:: Required work ::
Change "ceiling tile" to "floor tile" in the items below, and write out their lines again with everything else left as is.

[start of Information shown]

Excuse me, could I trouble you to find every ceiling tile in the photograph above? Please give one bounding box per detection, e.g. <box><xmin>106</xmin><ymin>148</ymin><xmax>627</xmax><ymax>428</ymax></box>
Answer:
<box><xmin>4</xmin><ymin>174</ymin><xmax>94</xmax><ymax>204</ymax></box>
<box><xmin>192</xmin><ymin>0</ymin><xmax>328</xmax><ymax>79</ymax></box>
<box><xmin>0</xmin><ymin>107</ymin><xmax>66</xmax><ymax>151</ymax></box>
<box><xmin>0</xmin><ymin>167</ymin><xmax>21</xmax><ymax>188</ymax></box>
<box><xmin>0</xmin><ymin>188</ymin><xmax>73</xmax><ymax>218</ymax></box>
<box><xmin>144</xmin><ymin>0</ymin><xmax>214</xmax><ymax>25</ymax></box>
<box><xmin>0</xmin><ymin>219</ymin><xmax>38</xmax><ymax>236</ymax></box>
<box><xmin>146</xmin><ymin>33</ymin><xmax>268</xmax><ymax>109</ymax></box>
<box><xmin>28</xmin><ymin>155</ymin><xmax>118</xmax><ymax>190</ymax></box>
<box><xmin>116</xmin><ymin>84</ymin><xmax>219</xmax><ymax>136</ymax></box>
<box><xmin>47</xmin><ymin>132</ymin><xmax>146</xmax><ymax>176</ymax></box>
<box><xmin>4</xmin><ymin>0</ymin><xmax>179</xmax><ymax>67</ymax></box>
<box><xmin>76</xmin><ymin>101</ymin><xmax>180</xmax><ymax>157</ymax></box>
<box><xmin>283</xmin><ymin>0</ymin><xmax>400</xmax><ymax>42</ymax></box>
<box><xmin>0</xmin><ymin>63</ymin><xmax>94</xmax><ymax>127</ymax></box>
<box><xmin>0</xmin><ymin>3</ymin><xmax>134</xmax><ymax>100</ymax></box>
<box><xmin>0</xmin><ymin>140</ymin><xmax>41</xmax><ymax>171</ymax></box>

[end of Information shown]

:: The response ::
Excuse me, could I trouble you to find every floor tile in the photograph above? Please give one bounding box per detection, e.g. <box><xmin>106</xmin><ymin>148</ymin><xmax>627</xmax><ymax>428</ymax></box>
Answer:
<box><xmin>4</xmin><ymin>174</ymin><xmax>94</xmax><ymax>204</ymax></box>
<box><xmin>192</xmin><ymin>0</ymin><xmax>328</xmax><ymax>79</ymax></box>
<box><xmin>0</xmin><ymin>107</ymin><xmax>66</xmax><ymax>151</ymax></box>
<box><xmin>0</xmin><ymin>167</ymin><xmax>21</xmax><ymax>188</ymax></box>
<box><xmin>0</xmin><ymin>188</ymin><xmax>73</xmax><ymax>218</ymax></box>
<box><xmin>144</xmin><ymin>0</ymin><xmax>214</xmax><ymax>25</ymax></box>
<box><xmin>0</xmin><ymin>219</ymin><xmax>38</xmax><ymax>236</ymax></box>
<box><xmin>146</xmin><ymin>33</ymin><xmax>268</xmax><ymax>109</ymax></box>
<box><xmin>28</xmin><ymin>155</ymin><xmax>118</xmax><ymax>190</ymax></box>
<box><xmin>116</xmin><ymin>84</ymin><xmax>219</xmax><ymax>136</ymax></box>
<box><xmin>47</xmin><ymin>132</ymin><xmax>146</xmax><ymax>176</ymax></box>
<box><xmin>4</xmin><ymin>0</ymin><xmax>179</xmax><ymax>67</ymax></box>
<box><xmin>76</xmin><ymin>101</ymin><xmax>180</xmax><ymax>157</ymax></box>
<box><xmin>283</xmin><ymin>0</ymin><xmax>400</xmax><ymax>42</ymax></box>
<box><xmin>0</xmin><ymin>63</ymin><xmax>94</xmax><ymax>127</ymax></box>
<box><xmin>0</xmin><ymin>3</ymin><xmax>134</xmax><ymax>100</ymax></box>
<box><xmin>0</xmin><ymin>140</ymin><xmax>41</xmax><ymax>171</ymax></box>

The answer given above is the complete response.